THE TASK: All records below are to be repeated precisely, with nothing added.

*** DATA IN THIS EXERCISE ***

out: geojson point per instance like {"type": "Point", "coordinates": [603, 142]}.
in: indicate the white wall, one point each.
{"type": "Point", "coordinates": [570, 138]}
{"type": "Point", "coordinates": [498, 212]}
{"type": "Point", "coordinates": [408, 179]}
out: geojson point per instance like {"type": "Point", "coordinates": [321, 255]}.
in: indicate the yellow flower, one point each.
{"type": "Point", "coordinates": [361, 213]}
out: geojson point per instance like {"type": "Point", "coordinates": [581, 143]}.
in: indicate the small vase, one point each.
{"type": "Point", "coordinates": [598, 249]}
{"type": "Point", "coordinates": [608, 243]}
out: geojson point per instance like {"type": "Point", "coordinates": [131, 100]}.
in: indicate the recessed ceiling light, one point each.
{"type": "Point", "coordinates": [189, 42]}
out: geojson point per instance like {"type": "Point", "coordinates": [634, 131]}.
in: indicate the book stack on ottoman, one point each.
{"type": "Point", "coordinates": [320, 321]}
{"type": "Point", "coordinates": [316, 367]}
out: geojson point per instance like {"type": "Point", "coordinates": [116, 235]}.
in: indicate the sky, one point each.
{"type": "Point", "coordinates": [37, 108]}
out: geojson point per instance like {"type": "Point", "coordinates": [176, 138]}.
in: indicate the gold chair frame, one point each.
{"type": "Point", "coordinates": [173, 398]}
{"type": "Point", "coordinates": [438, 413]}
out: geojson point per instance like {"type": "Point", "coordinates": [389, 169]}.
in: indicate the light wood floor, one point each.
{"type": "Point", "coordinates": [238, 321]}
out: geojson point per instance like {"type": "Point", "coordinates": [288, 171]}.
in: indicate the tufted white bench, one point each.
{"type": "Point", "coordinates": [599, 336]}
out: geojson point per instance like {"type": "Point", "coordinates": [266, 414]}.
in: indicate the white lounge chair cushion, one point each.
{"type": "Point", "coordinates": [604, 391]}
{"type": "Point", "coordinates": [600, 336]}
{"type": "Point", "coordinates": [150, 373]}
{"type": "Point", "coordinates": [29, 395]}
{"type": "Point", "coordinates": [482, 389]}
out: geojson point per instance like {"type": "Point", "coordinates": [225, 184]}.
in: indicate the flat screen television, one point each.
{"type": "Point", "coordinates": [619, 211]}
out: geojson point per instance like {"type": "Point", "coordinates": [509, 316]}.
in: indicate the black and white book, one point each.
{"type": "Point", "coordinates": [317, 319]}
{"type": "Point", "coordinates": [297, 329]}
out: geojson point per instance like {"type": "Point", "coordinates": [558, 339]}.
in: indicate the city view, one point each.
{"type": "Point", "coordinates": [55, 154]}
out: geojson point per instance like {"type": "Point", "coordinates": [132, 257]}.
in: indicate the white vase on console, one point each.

***

TASK OUTPUT:
out: geojson point per instance like {"type": "Point", "coordinates": [603, 142]}.
in: indicate the white wall, one point each.
{"type": "Point", "coordinates": [570, 138]}
{"type": "Point", "coordinates": [498, 212]}
{"type": "Point", "coordinates": [408, 179]}
out: geojson point per instance like {"type": "Point", "coordinates": [321, 255]}.
in: indicate the yellow flower, one point each.
{"type": "Point", "coordinates": [361, 213]}
out: geojson point per instance like {"type": "Point", "coordinates": [581, 143]}.
in: indicate the small vase, one point each.
{"type": "Point", "coordinates": [598, 249]}
{"type": "Point", "coordinates": [608, 243]}
out: geojson point per instance like {"type": "Point", "coordinates": [131, 100]}.
in: indicate the recessed ceiling light, one point each.
{"type": "Point", "coordinates": [189, 42]}
out: geojson point per instance like {"type": "Point", "coordinates": [634, 131]}.
in: indicate the book stack on ottoman, one point each.
{"type": "Point", "coordinates": [320, 321]}
{"type": "Point", "coordinates": [316, 367]}
out: geojson point per instance like {"type": "Point", "coordinates": [116, 235]}.
in: indicate the sky, one point each.
{"type": "Point", "coordinates": [37, 108]}
out: geojson point per instance like {"type": "Point", "coordinates": [176, 138]}.
in: indicate the gold chair frame, one point each.
{"type": "Point", "coordinates": [173, 398]}
{"type": "Point", "coordinates": [438, 413]}
out: geojson point per instance like {"type": "Point", "coordinates": [389, 169]}.
in: indicate the light wood floor, one point each.
{"type": "Point", "coordinates": [238, 321]}
out: geojson point per instance like {"type": "Point", "coordinates": [288, 171]}.
in: indicate the tufted white bench, one point each.
{"type": "Point", "coordinates": [599, 336]}
out: geojson point per instance like {"type": "Point", "coordinates": [266, 414]}.
in: indicate the white lounge chair cushion, one point each.
{"type": "Point", "coordinates": [604, 391]}
{"type": "Point", "coordinates": [600, 336]}
{"type": "Point", "coordinates": [150, 373]}
{"type": "Point", "coordinates": [29, 395]}
{"type": "Point", "coordinates": [482, 389]}
out: geojson point per instance like {"type": "Point", "coordinates": [225, 184]}.
in: indicate the flat screen television, one point each.
{"type": "Point", "coordinates": [619, 211]}
out: geojson point per instance like {"type": "Point", "coordinates": [509, 316]}.
in: indicate the black and white book, one point each.
{"type": "Point", "coordinates": [317, 319]}
{"type": "Point", "coordinates": [297, 329]}
out: geojson point per instance like {"type": "Point", "coordinates": [558, 339]}.
in: indicate the city view, one point each.
{"type": "Point", "coordinates": [55, 154]}
out: geojson point per instance like {"type": "Point", "coordinates": [132, 257]}.
in: indicate the white vase on console, one point each.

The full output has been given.